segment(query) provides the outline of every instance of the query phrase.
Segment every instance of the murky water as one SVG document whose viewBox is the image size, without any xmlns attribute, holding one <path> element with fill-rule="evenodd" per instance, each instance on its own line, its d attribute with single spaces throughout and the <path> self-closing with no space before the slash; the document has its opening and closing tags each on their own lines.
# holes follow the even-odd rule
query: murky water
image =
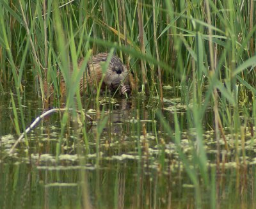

---

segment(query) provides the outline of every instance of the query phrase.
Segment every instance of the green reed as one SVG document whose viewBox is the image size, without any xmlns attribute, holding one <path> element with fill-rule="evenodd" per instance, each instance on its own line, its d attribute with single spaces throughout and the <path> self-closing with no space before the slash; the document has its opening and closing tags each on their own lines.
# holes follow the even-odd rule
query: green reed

• **Problem requirements**:
How many lines in the material above contain the word "self"? Reply with the number only.

• **Complete output**:
2